TEKS HALAMAN ▸
★ ★ ★ ★ ★

Nova Riyanti Yusuf: Pandemic Fatigue Bisa Jadi Hal Serius, Kuncinya di Kita

Selasa, 09 Februari 2021 | 19:42 WIB
Nova Riyanti Yusuf: Pandemic Fatigue Bisa Jadi Hal Serius, Kuncinya di Kita
Ilustrasi wawancara. Praktisi dan ahli kesehatan mental Dr. Nova Riyanti Yusuf. [Foto: Dok. pribadi / Olah gambar: Suara.com]

Apa saja sih kontributor burnout dan kelelahan kerja selama pandemi Covid-19?

Pertama itu bahaya secara pekerjaan, misal seperti wartawan yang harus memburu berita. Itu salah satu yang menjadi kontributor. Kemudian respons skala nasional dan lokal itu juga berkontribusi. Proses yang tidak efisien, dan tentunya ketidakstabilan keuangan.

Kemudian individu bisa jatuh pada kondisi kurang berusaha dalam menghadapi stresor, bahkan menyerah atau menghentikan usaha untuk mencapai tujuan karena terganggu oleh stresor. Mereka jadi lebih banyak melamun, berkhayal, tidur, (atau) terpaku menonton TV untuk melarikan diri dari masalah.

Perubahan kebijakan negara yang selalu berubah itu mempengaruhi berarti ya?

Jadi aku bisa memahami perubahan yang terjadi ini. Cuma ya, memang sebaiknya jangan terlalu berbenturan antara pusat dan daerah, karena kasihan warganya, terutama perusahaan yang ada di daerah itu.

★ ★ ★ ★ ★

TUGAS WAJIB ▸
**a.** Perbarui bagian teks halaman antara "Kemudian individu bisa" dan "mempengaruhi berarti ya?", termasuk kedua batas itu. Ganti "melamun" dengan "merenung".
**b.** Apakah pernyataan berikut sesuai dengan teks halaman? Jawab ya atau tidak, lalu kutip kata-kata teks yang menentukan.
(i) Ketidakstabilan keuangan disebut sebagai salah satu kontributor burnout selama pandemi.
(ii) Narasumber berpendapat bahwa pusat dan daerah sebaiknya sering berbenturan.
(iii) Wawancara ini dimuat pada hari Rabu.
**c.** Jawab pertanyaan berikut berdasarkan teks halaman.
(i) Profesi apa yang dijadikan contoh bahaya secara pekerjaan?
(ii) Pukul berapa tulisan ini ditayangkan?
(iii) Menurut narasumber, siapa yang kasihan bila pusat dan daerah berbenturan?

★ ★ ★ ★ ★

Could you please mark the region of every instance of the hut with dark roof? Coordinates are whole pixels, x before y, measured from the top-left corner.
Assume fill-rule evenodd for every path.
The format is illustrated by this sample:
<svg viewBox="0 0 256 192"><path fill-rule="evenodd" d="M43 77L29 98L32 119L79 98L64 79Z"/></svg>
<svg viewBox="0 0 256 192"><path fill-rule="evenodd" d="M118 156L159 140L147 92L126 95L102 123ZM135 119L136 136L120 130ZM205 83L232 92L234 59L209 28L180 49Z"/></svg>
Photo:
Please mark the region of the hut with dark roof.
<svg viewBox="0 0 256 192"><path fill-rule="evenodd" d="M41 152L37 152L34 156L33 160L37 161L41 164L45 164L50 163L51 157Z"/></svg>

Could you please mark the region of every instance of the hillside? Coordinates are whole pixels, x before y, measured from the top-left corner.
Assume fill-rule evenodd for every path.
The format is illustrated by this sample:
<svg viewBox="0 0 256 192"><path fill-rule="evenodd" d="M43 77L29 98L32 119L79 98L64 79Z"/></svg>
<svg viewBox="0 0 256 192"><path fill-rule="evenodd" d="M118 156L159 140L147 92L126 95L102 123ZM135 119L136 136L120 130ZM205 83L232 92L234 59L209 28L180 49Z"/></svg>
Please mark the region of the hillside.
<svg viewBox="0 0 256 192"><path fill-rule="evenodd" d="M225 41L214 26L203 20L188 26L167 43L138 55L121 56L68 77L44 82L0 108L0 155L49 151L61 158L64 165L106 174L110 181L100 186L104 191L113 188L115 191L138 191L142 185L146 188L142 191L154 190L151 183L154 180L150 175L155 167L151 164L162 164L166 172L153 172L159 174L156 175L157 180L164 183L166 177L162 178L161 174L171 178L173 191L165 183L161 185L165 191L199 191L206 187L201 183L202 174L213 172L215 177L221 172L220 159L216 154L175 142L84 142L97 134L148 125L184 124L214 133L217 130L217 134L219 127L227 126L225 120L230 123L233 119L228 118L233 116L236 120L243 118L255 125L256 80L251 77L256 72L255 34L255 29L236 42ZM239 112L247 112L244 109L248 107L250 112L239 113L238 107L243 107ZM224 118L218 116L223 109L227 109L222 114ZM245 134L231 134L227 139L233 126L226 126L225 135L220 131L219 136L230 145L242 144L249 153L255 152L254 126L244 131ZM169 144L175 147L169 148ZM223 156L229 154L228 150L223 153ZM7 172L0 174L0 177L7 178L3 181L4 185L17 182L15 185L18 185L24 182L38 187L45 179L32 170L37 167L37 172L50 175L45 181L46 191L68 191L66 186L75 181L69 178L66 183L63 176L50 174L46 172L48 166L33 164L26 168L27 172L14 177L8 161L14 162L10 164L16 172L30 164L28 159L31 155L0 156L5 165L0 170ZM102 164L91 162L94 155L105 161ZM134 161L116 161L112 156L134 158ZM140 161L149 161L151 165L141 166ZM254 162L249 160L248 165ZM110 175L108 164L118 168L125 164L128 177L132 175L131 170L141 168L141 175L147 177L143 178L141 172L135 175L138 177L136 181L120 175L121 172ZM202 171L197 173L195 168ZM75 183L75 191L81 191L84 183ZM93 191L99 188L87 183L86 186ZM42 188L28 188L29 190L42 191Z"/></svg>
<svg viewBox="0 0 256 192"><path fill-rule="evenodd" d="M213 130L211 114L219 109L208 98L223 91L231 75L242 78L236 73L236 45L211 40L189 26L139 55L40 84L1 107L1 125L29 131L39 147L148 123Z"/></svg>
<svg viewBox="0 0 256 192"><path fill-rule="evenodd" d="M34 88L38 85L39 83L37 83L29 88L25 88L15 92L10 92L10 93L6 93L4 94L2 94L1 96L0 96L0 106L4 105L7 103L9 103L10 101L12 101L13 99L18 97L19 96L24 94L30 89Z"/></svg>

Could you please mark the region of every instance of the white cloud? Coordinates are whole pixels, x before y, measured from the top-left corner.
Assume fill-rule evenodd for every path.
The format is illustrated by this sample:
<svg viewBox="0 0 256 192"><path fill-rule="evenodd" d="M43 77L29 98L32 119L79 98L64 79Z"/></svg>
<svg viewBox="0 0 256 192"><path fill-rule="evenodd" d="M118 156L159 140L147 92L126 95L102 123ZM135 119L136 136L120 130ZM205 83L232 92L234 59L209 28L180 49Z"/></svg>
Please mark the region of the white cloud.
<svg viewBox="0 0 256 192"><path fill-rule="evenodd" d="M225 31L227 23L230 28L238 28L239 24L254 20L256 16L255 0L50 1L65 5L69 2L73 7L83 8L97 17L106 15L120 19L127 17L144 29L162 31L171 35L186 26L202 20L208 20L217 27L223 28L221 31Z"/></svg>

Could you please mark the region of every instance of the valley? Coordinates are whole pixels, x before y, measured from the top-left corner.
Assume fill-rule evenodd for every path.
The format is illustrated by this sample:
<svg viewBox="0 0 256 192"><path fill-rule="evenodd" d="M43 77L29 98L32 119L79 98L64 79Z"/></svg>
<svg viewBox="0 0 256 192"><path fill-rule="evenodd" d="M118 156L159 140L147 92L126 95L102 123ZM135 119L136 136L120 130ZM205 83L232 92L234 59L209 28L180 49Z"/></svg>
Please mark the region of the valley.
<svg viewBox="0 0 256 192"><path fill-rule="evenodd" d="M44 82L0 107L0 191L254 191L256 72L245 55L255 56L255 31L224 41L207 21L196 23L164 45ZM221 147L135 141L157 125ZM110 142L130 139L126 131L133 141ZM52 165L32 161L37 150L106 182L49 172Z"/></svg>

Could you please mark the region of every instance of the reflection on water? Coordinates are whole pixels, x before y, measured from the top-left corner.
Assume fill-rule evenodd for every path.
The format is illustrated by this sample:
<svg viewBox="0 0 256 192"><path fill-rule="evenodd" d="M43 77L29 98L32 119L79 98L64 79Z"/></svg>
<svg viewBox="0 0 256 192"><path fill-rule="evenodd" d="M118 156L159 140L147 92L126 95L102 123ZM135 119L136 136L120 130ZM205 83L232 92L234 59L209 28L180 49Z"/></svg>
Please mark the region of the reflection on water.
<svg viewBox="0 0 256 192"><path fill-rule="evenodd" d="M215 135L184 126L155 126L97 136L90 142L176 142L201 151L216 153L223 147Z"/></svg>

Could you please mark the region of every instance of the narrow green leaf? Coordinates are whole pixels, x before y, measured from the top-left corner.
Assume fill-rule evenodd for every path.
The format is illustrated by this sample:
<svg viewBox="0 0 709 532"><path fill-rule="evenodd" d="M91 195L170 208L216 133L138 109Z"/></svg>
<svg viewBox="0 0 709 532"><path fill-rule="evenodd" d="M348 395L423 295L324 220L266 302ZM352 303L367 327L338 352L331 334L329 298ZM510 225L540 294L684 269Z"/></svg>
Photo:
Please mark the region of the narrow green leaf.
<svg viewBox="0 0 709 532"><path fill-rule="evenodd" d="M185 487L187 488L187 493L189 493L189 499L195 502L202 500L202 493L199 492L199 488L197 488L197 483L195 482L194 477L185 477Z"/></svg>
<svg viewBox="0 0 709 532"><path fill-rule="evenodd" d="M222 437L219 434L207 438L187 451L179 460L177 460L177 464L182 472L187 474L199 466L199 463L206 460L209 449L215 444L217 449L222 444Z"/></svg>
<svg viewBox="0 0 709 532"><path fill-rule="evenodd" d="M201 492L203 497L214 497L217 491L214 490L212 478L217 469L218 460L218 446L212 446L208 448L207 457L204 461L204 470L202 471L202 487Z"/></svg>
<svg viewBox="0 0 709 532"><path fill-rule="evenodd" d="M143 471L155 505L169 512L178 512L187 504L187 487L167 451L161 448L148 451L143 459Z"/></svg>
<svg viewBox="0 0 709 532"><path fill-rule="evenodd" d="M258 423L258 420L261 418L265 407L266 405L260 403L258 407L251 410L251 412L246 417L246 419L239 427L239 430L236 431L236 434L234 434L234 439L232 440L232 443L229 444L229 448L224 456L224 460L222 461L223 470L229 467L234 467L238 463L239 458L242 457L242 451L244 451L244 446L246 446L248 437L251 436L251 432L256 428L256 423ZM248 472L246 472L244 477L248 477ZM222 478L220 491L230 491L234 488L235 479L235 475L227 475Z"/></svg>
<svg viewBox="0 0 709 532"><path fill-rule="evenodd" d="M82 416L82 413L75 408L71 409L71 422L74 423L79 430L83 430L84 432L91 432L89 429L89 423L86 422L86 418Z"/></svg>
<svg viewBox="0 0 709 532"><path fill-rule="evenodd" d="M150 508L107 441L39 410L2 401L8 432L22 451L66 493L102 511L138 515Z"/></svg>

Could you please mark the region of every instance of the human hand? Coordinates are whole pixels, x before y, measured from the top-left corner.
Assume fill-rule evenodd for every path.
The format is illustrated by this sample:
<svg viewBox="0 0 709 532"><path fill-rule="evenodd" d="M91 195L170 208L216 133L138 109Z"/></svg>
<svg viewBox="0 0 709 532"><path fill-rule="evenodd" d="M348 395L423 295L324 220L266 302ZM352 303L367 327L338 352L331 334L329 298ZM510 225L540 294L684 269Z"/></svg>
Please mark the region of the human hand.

★ ★ ★ ★ ★

JAWABAN TERTULIS ▸
**a.**
Kemudian individu bisa jatuh pada kondisi kurang berusaha dalam menghadapi stresor, bahkan menyerah atau menghentikan usaha untuk mencapai tujuan karena terganggu oleh stresor. Mereka jadi lebih banyak merenung, berkhayal, tidur, (atau) terpaku menonton TV untuk melarikan diri dari masalah.

Perubahan kebijakan negara yang selalu berubah itu mempengaruhi berarti ya?

**b.**
(i) Ya: "Proses yang tidak efisien, dan tentunya ketidakstabilan keuangan."
(ii) Tidak: "memang sebaiknya jangan terlalu berbenturan antara pusat dan daerah"
(iii) Tidak: "Selasa, 09 Februari 2021"

**c.**
(i) Wartawan yang harus memburu berita.
(ii) Pukul 19:42 WIB.
(iii) Warganya, terutama perusahaan yang ada di daerah itu.